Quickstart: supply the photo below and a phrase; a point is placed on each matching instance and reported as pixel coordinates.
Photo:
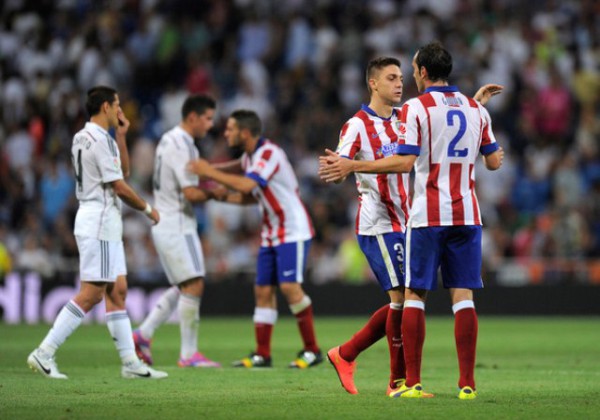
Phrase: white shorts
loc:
(180, 255)
(100, 260)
___
• _WHAT TO PRODUCE_: Please recast the rows above as a JSON list of strings, one string per line, leaving out blank lines and the pictures.

• _FULL OUTPUT_:
[
  "Quickstart: supply the photo below and a phrase; a point is placed on each matching instance and reported as pixel coordinates.",
  "Photo:",
  "Phrase: white shorts",
  "loc:",
  "(180, 255)",
  "(100, 260)"
]